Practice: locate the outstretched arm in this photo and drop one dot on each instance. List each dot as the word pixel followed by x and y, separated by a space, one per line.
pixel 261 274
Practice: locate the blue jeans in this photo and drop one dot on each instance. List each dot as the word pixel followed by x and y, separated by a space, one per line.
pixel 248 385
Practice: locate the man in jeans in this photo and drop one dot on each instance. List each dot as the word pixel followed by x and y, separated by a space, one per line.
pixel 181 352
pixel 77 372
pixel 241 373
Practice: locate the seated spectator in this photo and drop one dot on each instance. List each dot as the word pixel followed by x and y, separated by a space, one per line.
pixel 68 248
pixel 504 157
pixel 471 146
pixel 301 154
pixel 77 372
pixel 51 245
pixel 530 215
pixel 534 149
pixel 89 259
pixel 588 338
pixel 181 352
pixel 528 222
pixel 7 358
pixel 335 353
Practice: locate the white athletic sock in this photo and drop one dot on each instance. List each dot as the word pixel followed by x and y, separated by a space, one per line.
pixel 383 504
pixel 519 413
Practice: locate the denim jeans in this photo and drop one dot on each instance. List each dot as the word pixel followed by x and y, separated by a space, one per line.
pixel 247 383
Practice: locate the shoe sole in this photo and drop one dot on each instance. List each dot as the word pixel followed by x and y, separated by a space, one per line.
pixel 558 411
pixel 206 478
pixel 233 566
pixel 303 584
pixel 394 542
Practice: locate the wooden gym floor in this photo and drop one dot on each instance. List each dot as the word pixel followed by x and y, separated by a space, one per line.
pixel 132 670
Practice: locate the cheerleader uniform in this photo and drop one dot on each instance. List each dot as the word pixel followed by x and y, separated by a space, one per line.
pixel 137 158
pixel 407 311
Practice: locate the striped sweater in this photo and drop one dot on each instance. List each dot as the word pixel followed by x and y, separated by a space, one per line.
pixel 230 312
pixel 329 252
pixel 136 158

- - - - -

### Prompt
Express the lines above as a JSON list of strings, one string for each line, with blank lines left out.

### Output
[
  "Practice: locate the outstretched arm in this photo and drop one dot on each instance. List each dot as the word pixel followed by x and y, separated by a space, one per line.",
  "pixel 261 274",
  "Practice: locate the blue jeans in this photo and drop one dot on each instance. List each dot as the word pixel followed by x and y, separated by a space, one per line.",
  "pixel 248 385",
  "Practice: locate the man in jeans in this photo and drop one dot on each instance. List each dot as the word pixel followed by x and y, separated by a space, one per line.",
  "pixel 181 352",
  "pixel 77 372",
  "pixel 241 373",
  "Practice: locate the seated spectator in this photo and drop one dot on each instance. List each dot as the word pixel followed by x and y, separated by a space, one per line.",
  "pixel 68 248",
  "pixel 504 157",
  "pixel 471 146",
  "pixel 301 154",
  "pixel 77 372",
  "pixel 51 245",
  "pixel 530 215",
  "pixel 534 149",
  "pixel 89 259",
  "pixel 588 338",
  "pixel 181 352",
  "pixel 528 222",
  "pixel 7 358",
  "pixel 335 353",
  "Practice: locate the white athletic sock in this photo and drop one dot on each instance. List each dot as the word pixel followed by x and y, separated by a space, one per line.",
  "pixel 383 504",
  "pixel 519 413",
  "Practice: locate the denim jeans in this photo and drop one dot on each instance. List each dot as the word pixel followed by x and y, separated by a space, one per line.",
  "pixel 247 383",
  "Practice: locate the shoe sole in this photo and drop one dot on each instance. List each dot as the word pixel followed by x and y, separated by a space, one per line.",
  "pixel 558 411",
  "pixel 206 478",
  "pixel 233 566",
  "pixel 303 584",
  "pixel 394 542",
  "Practice: locate the wooden gym floor in this photo and drop one dot on each instance. List each dot as the word pixel followed by x and y, separated by a space, one per line.",
  "pixel 132 670",
  "Practice: locate the cheerleader uniform in this photo and drop one dot on each instance. List each dot as the word pixel followed by x and y, separated by a space, one per line.",
  "pixel 137 158",
  "pixel 407 311",
  "Practice: locate the striped sweater in this photo and drop one dot on each instance. List each dot as the word pixel followed by x and y, separated by a space, one per line.",
  "pixel 230 312",
  "pixel 329 252",
  "pixel 136 158"
]